* [DIRECTIVE A]:
Answer these from the article on the Gaza hostage deal, one line each:
(i) How many hostages still held by Hamas are to be returned in the first phase?
(ii) How many Palestinian prisoners will Israel release for every female Israeli soldier?
(iii) How many Palestinians are expected to be freed during this phase?

* [SOURCE TEXT]:
Which hostages held in Gaza will be freed?
For Israel, a key victory in the first phase of the deal is the return of 33 hostages still held by Hamas, including children, civilian women, soldiers, those over 50 and the wounded.
It remains unclear how many people who meet these criteria remain alive, although an Israeli official said this week that “many of them, most of them” are still alive.
According to the agreement, the three female hostages are to be released on Sunday, and after that at least three more captives every seven days. Crucially for Israel, the living hostages will be released first, followed by the deceased towards the end of the six-week period.
What about Palestinian prisoners?
For every civilian hostage freed, Israel pledged to release 30 Palestinians held in Israeli prisons, increasing the number to 50 Palestinian prisoners for every female Israeli soldier. During this phase, the emphasis will be on the release of Gazans who were detained during the war but were not involved in the October 7, 2023, attack by Hamas.
More than 100 Palestinians serving life sentences on charges of murder and terrorism will also be released, and some will be deported to third countries.
Between 1,000 and 1,650 Palestinians are expected to be freed during this phase of the deal, depending on the number of hostages alive who are eventually freed from Gaza.

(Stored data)

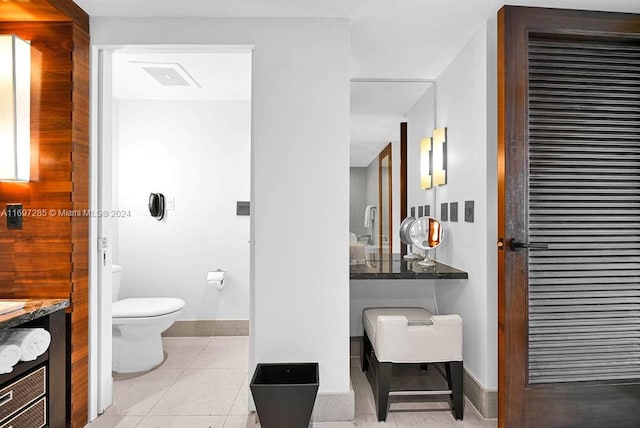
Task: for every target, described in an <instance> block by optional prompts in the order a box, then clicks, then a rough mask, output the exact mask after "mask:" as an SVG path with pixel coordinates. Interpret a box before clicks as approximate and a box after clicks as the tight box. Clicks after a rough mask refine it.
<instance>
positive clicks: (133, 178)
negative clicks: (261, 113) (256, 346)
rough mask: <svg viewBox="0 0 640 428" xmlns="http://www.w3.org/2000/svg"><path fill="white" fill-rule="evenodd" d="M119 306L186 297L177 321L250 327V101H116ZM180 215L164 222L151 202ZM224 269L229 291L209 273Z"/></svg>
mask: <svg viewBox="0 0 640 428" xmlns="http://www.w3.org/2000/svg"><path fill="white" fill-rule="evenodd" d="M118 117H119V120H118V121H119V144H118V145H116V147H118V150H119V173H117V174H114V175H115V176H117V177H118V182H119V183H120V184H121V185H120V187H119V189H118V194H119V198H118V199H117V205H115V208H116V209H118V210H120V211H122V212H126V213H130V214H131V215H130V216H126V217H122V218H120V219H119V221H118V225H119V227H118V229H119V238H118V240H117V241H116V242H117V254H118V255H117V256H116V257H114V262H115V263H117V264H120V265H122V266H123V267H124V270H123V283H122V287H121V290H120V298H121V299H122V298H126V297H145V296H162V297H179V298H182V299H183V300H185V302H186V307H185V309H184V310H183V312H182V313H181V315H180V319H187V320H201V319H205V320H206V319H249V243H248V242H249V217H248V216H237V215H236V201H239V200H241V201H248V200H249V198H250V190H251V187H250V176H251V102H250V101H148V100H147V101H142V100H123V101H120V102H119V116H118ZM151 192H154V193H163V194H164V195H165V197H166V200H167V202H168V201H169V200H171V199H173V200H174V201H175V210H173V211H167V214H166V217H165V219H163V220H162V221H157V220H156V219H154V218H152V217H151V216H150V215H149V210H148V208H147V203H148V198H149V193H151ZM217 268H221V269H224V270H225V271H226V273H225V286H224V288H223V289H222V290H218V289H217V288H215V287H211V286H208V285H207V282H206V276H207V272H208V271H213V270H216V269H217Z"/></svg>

* * *

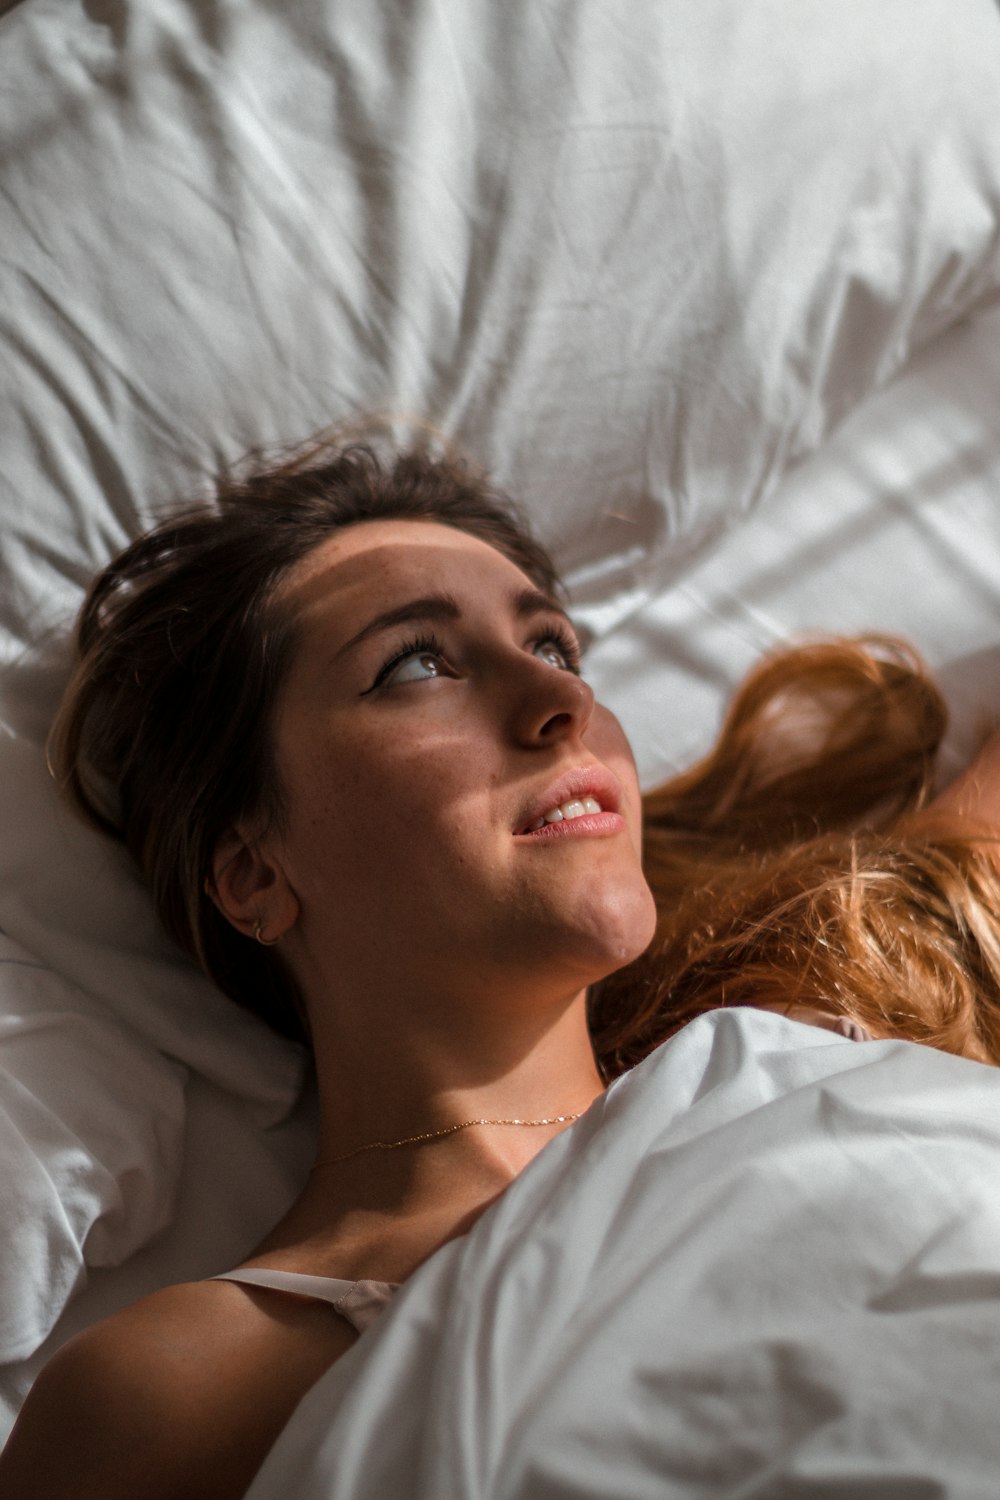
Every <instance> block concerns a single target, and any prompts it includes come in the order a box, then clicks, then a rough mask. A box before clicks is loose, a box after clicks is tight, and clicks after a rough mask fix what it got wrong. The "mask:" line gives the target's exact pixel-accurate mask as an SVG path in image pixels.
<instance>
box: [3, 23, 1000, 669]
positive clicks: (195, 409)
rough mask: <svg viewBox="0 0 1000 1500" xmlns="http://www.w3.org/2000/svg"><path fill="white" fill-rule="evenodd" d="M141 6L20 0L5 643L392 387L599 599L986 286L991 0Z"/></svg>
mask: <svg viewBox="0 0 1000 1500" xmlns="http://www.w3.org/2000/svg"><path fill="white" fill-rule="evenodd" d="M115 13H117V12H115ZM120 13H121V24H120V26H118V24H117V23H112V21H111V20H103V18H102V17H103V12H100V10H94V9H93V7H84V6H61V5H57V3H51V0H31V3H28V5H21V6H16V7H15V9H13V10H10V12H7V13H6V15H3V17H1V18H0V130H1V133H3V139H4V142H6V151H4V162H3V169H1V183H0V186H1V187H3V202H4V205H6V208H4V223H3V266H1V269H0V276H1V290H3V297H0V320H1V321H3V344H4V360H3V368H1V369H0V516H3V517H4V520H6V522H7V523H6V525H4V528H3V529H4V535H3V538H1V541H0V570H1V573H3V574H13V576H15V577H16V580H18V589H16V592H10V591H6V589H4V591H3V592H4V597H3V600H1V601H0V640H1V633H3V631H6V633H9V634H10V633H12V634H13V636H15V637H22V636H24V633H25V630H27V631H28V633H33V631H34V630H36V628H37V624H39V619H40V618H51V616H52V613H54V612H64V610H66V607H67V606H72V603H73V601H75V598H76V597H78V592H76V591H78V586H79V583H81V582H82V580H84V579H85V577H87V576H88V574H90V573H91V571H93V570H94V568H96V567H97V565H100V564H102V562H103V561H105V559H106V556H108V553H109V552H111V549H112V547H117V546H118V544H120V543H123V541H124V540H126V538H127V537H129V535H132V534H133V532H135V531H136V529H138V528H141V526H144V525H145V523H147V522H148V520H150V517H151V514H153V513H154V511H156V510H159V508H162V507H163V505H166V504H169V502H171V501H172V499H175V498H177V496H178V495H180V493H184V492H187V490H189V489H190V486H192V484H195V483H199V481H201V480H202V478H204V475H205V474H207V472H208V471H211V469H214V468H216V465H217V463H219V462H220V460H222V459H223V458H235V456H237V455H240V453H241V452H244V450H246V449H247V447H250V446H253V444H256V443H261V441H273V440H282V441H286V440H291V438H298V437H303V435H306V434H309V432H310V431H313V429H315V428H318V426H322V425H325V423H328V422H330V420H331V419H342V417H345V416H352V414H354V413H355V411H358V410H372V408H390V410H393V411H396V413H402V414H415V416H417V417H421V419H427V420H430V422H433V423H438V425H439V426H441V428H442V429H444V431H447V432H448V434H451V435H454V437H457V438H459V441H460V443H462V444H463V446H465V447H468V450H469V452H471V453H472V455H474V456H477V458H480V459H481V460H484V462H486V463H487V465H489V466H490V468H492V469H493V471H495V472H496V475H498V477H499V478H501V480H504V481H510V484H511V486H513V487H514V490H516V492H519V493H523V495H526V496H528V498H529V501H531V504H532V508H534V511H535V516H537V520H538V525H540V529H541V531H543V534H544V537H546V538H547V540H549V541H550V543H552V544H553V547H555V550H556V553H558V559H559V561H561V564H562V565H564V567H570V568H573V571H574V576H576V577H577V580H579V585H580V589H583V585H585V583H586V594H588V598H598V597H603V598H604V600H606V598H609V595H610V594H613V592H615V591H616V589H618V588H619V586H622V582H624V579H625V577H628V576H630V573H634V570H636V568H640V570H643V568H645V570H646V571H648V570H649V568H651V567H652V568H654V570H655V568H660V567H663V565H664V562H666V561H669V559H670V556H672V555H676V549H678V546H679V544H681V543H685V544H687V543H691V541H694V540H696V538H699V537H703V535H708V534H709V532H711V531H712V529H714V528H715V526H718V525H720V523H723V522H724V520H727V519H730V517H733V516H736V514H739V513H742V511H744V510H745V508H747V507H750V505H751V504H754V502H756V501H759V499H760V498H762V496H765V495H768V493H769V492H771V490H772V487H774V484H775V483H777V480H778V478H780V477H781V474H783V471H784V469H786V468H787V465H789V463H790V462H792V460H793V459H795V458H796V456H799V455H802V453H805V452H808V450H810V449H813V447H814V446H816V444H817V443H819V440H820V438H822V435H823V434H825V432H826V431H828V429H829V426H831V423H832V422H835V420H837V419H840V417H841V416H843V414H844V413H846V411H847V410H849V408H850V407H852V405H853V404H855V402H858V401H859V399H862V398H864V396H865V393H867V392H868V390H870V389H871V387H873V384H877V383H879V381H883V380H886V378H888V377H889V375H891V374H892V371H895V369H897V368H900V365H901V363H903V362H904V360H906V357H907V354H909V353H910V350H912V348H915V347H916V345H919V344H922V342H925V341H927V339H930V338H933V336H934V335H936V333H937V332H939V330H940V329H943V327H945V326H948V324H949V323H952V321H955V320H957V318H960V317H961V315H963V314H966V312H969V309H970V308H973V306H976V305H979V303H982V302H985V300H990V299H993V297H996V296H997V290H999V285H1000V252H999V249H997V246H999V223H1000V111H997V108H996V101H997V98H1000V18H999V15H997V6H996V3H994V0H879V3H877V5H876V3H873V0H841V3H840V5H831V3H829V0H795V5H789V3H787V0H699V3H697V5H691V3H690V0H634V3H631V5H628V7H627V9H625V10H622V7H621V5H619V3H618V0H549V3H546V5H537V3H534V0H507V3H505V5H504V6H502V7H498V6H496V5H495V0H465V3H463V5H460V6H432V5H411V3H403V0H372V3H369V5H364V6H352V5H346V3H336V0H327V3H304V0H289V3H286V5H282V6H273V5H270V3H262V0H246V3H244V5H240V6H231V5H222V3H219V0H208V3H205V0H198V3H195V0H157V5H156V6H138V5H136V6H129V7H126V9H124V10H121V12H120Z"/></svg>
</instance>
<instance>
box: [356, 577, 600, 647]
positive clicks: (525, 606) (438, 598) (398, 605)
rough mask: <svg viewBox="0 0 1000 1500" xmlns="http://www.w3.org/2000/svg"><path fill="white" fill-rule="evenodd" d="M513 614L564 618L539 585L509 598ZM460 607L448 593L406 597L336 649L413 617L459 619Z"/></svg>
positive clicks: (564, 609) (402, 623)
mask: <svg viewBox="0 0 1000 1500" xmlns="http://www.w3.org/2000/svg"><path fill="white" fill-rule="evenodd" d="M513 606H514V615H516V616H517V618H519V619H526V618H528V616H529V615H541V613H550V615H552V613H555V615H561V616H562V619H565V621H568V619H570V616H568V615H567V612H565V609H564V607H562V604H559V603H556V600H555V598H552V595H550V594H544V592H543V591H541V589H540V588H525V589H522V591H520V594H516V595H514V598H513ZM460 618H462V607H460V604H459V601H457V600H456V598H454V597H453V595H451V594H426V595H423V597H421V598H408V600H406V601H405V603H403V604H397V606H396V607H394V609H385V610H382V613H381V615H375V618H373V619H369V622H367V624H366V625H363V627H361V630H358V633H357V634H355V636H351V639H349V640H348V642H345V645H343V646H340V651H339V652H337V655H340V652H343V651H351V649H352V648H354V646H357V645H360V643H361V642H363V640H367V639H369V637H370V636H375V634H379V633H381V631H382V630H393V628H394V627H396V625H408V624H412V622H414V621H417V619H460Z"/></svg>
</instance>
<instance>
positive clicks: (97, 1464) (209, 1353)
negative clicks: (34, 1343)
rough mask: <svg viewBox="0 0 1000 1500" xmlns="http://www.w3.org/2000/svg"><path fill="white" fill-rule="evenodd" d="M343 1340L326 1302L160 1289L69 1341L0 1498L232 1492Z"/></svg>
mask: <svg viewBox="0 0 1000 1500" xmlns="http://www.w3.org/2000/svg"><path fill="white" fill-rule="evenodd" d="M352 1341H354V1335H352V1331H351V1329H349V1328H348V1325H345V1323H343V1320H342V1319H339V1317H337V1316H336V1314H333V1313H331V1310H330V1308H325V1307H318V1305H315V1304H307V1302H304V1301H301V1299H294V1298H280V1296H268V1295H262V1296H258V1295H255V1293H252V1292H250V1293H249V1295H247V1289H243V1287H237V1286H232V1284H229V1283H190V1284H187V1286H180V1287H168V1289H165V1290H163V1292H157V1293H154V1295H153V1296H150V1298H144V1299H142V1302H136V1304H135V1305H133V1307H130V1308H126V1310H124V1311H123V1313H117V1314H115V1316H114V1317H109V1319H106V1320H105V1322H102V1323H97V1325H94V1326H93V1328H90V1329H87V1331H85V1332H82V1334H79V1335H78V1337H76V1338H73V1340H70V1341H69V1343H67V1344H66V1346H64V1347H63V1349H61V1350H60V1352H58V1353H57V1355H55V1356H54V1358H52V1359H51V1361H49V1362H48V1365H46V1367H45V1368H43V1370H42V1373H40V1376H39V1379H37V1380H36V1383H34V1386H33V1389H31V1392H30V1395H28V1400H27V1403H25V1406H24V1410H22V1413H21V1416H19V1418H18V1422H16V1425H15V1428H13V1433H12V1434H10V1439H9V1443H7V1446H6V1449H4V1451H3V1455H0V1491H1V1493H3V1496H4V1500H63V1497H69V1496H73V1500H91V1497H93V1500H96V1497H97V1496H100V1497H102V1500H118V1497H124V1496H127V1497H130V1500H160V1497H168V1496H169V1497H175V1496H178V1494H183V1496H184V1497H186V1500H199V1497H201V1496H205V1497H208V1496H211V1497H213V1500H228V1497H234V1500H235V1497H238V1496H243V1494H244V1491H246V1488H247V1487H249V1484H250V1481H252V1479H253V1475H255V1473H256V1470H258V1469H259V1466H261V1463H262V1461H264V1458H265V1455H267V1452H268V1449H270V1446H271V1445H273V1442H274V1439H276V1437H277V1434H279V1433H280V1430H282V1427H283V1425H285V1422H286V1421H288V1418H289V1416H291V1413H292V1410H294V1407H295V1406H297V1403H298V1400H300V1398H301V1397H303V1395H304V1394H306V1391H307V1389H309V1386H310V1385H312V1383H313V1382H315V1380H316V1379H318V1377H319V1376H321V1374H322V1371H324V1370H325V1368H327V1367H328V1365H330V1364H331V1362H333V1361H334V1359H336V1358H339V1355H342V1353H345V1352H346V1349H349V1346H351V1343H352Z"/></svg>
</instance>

* [DIRECTIVE B]: Write out the rows from the line with "Every <instance> block" to the line with "6L20 0L5 643L392", including both of those lines, with nothing changed.

* [YOUR RESPONSE A]:
(i) 33
(ii) 50
(iii) Between 1,000 and 1,650

* [YOUR RESPONSE B]:
Every <instance> block concerns a single target, and any prompts it includes come in the order a box, then clicks, then a rough mask. A box before clicks is loose, a box after clicks is tight, and clicks after a rough mask fix what it got wrong. The "mask:" line gives the target's exact pixel-accurate mask as an SVG path in image pixels.
<instance>
box: [3, 23, 1000, 669]
positive clicks: (195, 409)
rough mask: <svg viewBox="0 0 1000 1500" xmlns="http://www.w3.org/2000/svg"><path fill="white" fill-rule="evenodd" d="M141 6L20 0L5 643L392 387L599 599L986 286L991 0Z"/></svg>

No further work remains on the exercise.